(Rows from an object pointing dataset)
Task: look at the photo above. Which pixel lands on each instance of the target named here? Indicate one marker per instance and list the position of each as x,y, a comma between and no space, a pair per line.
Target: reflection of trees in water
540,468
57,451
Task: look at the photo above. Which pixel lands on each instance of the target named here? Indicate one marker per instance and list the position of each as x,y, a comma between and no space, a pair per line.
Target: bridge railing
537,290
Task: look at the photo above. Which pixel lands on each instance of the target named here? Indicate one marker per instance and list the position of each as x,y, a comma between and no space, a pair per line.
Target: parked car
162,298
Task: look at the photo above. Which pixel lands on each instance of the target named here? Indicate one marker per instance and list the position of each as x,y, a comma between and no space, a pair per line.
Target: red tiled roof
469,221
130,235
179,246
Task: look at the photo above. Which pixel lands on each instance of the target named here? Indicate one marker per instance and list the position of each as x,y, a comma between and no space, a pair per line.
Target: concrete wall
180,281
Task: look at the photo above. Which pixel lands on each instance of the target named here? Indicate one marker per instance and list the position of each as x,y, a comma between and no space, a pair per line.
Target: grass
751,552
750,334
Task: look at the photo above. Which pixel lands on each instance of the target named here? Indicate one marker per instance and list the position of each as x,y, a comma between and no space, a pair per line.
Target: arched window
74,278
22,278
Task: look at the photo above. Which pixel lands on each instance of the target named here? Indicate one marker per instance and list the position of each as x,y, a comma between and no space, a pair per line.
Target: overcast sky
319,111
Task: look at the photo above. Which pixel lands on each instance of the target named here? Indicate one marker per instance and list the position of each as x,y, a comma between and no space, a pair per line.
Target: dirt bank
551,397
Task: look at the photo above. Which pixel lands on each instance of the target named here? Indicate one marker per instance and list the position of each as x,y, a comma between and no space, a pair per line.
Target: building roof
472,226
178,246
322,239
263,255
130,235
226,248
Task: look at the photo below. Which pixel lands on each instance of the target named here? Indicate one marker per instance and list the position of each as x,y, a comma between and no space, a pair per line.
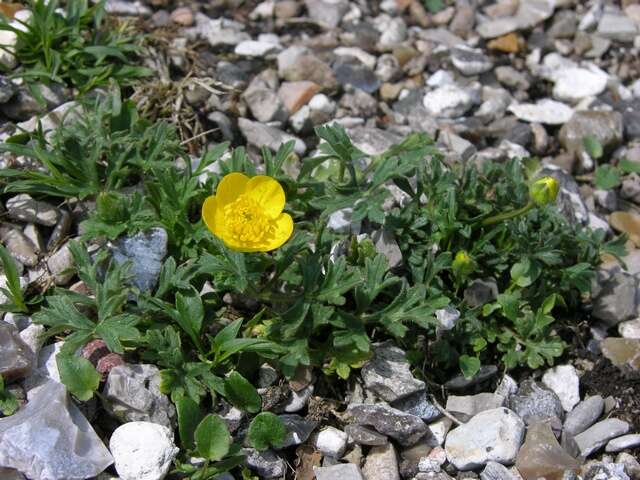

AIM OF THE TASK>
Locate each line in the entries above that contains the string "roof", with case counting, and copy those lines.

THE SOLUTION>
Target: red tiled roof
Target: building roof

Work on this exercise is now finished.